Passage shown:
------------------------------------------------------------

We know these formulae are part of making society more civil, so why have we failed to adopt the public practices and policies that encourage better societal links?

The damage was done by the long dominance of the neo liberal agenda, with Thatcher proclaiming in the 80s that there was no such thing as society, just individuals who need to take care of themselves. This fed into the neo liberal beliefs that markets were the answer. Equations assumed decisions were made by economically rational men. Feelings and generosity were defined as irrationally feminine and therefore irrelevant to a macho and autistic economic ideas. This masculinised view of what counts still dominates political agendas, promoting a basic distrust of human generosity.

Markets may increase the money supply, but at a high cost to collective and connected goodwill and well being. Self-interested greed is to blame for both the crises in the environment and the financial markets, so solving these requires new policy thinking.

As evidence mounts that economists have failed as alchemists, we need to explore older and new ways of making sense of the world. The shift must be from increasing production and consumption to avoid scarcity, towards allocating fair shares of what we can sustainably re-distribute.

This needs a mindset change which develops policies for encouraging commitment rather than enforcing compliance. Social policies should recognise and extend healthy personal links to make connections become more generous, kind and mutually satisfying. These will include a variety of feelings: belonging, giving, accepting, rejecting, loving, hating, feeling, talking, touching and caring which are intrinsic to being human. Politicians who ignore these emotions make mistakes which damage the social fabric.

Recognising that humans are fallibility is the starting point for change. However, if people are infantilised or encouraged to take care of only their kin and kind, they will resist contributing to a wider public good.

Changing priorities needs leadership to be seen as fair and ethical. Accepting the need to share the costs and benefits of remedies to the financial and environmental crises will not be easy, but is necessary. Is this possible in an election year?

Election strategies could further damage our social fabric if the political parties play on popular anxieties to grab power. Can we ask political parties to campaigns responsibly and not to treat voters as venal and ready to sell out to the highest bidder?

The cost of such an election win will be too high if it reinforces the legitimacy of self-interest. Voters need policies and options that appeal to what Lincoln called our better angels, rather than to the lowest denominator exposed by focus groups.

Campaigns should emphasise the positive options for sharing and fairness, and not scare monger on boat people and taxes. Using scapegoats and unfairness plays into voter cynicism and distrust, further damaging the resilience in the social fabric. Fear is the antidote of hope and creates despair.

Communities too often absorb and reflect the wider views around them, particularly if promoted heavily in advertising and media.. Is ethical leadership possible in politics or almost an oxymoron?

------------------------------------------------------------

Prompt 1:
Return every line of the records below that contains the string "Target".

Material shown:
------------------------------------------------------------

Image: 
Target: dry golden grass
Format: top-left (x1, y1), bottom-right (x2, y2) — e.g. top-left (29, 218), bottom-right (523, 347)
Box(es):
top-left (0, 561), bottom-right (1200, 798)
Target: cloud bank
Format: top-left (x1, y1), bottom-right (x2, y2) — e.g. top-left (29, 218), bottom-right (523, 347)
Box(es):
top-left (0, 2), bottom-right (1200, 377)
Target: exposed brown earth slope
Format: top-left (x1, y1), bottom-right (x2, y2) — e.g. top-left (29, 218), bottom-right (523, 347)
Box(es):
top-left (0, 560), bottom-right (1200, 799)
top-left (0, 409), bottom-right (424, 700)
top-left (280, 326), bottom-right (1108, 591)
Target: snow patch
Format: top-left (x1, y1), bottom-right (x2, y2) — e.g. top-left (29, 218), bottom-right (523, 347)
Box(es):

------------------------------------------------------------

Prompt 2:
Reproduce a passage from the essay on the social fabric word for word, starting at the words "This needs a" and stopping after "damage the social fabric.".

Output 1:
Target: dry golden grass
Target: cloud bank
Target: exposed brown earth slope
Target: snow patch

Output 2:
This needs a mindset change which develops policies for encouraging commitment rather than enforcing compliance. Social policies should recognise and extend healthy personal links to make connections become more generous, kind and mutually satisfying. These will include a variety of feelings: belonging, giving, accepting, rejecting, loving, hating, feeling, talking, touching and caring which are intrinsic to being human. Politicians who ignore these emotions make mistakes which damage the social fabric.